Records for the task ▸
——

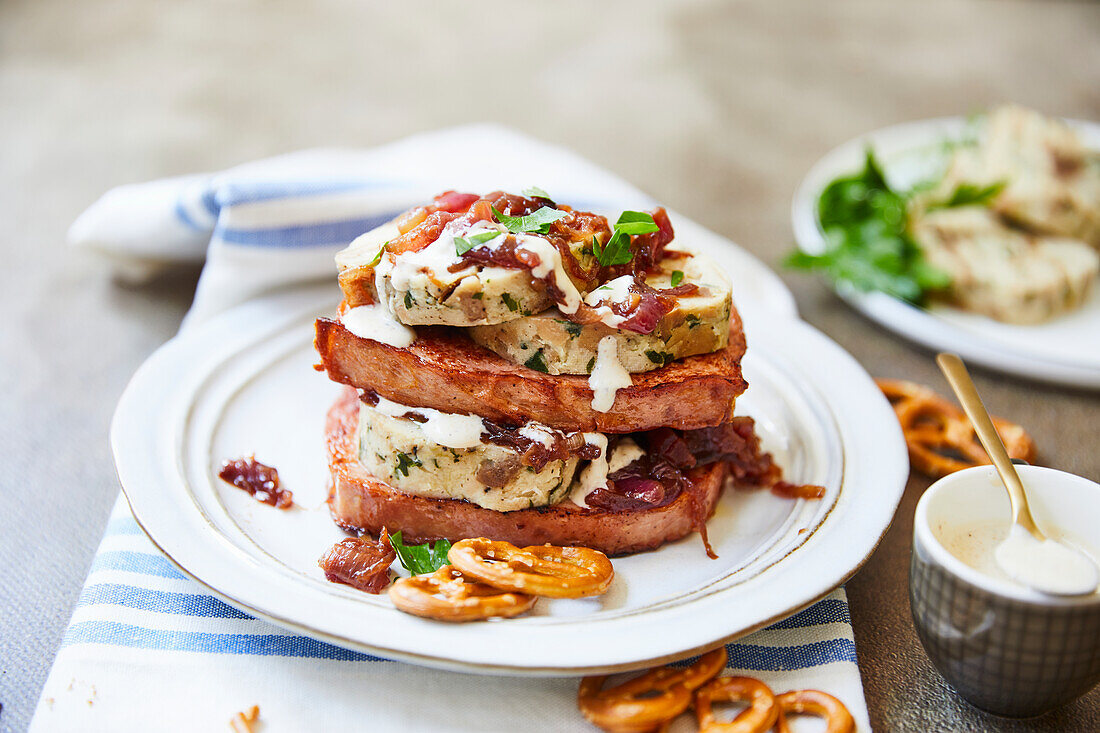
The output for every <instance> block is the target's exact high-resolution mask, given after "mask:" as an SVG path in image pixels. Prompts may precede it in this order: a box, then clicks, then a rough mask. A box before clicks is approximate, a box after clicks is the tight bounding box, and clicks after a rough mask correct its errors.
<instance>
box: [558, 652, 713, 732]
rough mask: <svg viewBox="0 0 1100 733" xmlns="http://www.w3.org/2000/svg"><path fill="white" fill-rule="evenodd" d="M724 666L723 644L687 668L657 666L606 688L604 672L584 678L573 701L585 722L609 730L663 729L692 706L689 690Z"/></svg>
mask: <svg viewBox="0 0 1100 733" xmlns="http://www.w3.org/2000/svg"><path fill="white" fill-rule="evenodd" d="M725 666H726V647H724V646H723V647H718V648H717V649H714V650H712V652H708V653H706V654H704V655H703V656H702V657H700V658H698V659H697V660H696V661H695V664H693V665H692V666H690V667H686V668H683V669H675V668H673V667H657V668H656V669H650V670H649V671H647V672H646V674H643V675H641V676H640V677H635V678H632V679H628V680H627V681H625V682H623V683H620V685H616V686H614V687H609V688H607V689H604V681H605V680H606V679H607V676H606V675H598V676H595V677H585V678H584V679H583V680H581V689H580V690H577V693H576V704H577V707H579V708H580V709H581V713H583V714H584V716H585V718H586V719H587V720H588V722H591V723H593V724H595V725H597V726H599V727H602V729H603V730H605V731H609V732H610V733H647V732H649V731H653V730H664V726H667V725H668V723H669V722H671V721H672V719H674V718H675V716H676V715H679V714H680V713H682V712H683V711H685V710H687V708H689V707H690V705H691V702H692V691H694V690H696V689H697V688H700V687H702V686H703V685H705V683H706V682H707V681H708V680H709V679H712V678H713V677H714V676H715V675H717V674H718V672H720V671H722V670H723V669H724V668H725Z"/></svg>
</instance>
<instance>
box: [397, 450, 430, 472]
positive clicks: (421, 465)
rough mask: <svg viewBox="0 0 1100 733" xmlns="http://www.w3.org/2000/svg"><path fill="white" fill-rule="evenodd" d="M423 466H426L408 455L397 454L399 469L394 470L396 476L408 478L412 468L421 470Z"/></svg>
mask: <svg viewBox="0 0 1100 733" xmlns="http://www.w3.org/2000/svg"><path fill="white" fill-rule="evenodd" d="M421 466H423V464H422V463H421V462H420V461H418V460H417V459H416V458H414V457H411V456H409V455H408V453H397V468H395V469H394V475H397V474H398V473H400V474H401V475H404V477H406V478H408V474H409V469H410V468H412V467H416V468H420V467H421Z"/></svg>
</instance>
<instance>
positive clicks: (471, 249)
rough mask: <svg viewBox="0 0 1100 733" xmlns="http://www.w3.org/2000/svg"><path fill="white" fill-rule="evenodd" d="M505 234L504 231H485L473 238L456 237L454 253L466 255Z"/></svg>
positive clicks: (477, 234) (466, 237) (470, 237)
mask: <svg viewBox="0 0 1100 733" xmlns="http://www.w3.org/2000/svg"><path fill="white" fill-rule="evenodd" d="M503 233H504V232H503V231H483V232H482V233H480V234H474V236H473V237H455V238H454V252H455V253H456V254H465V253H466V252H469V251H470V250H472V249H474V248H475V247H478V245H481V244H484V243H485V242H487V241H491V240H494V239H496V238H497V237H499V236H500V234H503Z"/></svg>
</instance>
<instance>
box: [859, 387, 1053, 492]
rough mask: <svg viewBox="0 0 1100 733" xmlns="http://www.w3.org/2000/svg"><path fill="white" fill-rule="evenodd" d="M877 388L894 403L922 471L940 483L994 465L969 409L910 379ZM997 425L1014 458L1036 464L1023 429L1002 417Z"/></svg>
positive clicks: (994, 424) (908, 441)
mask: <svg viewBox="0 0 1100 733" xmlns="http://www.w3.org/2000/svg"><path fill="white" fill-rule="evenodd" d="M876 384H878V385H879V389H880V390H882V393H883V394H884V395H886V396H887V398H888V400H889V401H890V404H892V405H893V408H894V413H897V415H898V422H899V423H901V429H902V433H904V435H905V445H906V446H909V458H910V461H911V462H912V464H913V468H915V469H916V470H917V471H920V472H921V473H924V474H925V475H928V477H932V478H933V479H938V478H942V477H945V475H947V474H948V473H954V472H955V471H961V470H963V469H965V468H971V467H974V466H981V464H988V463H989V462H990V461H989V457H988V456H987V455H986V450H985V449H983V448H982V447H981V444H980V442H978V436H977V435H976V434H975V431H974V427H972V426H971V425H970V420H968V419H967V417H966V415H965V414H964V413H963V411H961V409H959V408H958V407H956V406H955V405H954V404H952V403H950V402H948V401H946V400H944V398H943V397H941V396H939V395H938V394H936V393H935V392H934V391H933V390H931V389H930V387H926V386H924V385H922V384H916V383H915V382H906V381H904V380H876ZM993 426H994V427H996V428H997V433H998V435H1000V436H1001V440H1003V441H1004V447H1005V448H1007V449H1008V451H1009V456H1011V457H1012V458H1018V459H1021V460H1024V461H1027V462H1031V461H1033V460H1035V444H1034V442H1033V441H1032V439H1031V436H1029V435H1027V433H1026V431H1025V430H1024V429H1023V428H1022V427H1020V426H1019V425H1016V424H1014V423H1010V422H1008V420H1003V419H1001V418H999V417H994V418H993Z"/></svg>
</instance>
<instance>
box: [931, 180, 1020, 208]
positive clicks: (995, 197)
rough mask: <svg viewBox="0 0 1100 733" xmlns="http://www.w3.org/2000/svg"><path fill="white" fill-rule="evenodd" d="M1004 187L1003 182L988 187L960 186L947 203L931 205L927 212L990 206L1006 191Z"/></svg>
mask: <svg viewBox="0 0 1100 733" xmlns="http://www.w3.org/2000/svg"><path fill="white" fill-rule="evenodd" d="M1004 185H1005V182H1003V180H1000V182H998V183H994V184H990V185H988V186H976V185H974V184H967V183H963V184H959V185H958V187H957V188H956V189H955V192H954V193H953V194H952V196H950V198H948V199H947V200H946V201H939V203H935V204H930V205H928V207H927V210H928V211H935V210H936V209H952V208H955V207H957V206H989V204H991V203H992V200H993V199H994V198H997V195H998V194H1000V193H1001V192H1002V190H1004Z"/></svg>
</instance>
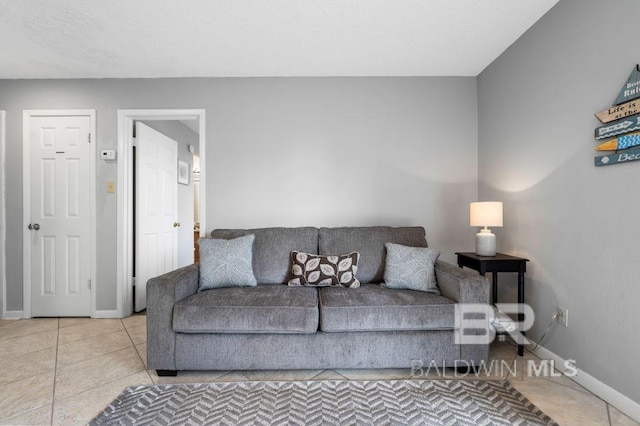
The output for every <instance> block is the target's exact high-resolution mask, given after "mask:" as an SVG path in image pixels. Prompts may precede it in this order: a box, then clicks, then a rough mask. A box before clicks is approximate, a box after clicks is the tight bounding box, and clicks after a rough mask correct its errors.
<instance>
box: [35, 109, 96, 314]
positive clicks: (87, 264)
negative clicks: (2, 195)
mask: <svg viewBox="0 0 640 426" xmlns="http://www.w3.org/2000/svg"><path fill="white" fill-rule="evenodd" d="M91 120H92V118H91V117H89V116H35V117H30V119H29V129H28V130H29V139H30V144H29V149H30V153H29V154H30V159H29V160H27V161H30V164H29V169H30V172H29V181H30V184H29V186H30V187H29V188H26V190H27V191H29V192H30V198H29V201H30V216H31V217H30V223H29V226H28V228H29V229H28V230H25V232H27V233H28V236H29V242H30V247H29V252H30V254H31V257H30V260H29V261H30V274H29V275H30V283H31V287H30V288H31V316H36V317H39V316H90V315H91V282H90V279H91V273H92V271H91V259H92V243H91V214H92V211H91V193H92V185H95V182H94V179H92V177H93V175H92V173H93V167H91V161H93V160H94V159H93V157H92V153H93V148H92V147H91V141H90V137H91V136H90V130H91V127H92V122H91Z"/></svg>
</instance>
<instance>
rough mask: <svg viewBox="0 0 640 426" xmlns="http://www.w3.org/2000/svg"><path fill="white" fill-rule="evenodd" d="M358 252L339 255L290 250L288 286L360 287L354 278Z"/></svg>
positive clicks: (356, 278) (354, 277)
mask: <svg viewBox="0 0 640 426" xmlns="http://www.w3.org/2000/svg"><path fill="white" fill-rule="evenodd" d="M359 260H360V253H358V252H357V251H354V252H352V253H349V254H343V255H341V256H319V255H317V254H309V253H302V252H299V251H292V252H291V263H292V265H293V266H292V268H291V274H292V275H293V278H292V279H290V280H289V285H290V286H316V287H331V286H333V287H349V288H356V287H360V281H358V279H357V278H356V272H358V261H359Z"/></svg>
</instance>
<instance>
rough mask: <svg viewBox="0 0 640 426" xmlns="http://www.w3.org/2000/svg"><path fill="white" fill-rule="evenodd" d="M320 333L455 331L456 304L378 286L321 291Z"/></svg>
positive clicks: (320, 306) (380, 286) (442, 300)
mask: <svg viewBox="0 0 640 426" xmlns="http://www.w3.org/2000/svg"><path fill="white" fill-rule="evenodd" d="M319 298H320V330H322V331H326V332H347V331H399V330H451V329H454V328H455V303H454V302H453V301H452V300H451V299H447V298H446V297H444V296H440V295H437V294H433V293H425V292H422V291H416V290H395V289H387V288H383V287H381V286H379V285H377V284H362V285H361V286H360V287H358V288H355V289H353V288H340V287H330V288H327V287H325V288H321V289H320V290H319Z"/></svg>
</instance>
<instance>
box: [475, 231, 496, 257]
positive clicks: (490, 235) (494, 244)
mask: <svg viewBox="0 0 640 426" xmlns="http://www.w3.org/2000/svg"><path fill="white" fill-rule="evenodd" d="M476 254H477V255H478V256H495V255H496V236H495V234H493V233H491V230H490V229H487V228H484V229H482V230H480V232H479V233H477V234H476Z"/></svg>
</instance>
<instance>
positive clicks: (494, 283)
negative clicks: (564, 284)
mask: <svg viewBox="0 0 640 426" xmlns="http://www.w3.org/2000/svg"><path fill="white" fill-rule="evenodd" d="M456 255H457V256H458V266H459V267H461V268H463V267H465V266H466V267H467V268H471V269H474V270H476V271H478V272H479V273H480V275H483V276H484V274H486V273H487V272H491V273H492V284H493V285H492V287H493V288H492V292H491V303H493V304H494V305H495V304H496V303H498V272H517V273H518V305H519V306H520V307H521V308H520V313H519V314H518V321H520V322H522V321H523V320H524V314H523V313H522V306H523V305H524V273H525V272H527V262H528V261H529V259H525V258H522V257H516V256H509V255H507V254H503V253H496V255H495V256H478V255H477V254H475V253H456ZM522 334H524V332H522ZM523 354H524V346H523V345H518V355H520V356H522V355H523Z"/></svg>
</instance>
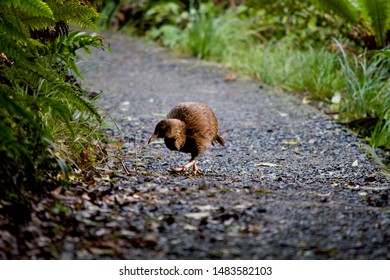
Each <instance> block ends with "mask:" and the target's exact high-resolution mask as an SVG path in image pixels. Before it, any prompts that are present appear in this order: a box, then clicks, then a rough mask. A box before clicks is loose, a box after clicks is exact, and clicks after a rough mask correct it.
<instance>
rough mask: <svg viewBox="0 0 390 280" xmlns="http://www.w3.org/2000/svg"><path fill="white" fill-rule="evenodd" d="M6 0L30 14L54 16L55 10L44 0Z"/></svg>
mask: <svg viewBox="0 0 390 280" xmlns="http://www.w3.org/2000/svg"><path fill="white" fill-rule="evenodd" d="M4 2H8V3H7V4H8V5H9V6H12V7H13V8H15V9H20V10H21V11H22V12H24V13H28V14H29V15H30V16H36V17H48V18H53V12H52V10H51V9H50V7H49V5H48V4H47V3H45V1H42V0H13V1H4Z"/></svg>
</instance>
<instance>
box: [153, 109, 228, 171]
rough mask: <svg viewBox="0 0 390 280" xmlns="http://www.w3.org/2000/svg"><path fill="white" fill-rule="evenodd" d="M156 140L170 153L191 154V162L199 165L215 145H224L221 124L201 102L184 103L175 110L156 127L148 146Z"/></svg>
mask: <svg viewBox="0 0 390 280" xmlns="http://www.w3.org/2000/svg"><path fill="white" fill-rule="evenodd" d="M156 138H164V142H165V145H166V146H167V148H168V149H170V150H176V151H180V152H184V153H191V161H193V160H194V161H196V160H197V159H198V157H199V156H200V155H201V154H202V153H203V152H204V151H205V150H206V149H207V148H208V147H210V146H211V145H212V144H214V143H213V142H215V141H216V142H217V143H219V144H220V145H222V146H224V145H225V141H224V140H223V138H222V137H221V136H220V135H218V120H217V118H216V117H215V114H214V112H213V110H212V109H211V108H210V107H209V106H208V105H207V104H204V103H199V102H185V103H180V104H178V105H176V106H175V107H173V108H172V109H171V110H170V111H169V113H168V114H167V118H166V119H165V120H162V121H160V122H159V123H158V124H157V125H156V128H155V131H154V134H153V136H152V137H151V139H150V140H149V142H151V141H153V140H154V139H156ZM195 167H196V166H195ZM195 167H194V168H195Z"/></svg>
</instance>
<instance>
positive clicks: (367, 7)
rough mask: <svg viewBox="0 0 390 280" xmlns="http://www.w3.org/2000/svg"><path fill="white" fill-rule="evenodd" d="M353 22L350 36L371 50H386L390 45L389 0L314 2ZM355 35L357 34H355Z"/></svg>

——

Required action ▸
Make a numbered list of every line from the start of the entries above through the line containing "box: [558, 652, 713, 732]", skipping blank lines and leaving out the pictures.

Expected answer ▸
1. The output for every <instance> block is the target's exact high-resolution mask, given after "mask:" as an SVG path in image pixels. Prompts may precede it in this order: a box, then clicks, then a rough mask. A box before clicks is approximate, a box after clicks is the tight bounding box, and clicks after a rough mask correct its errors.
2. <instance>
3. box: [558, 652, 713, 732]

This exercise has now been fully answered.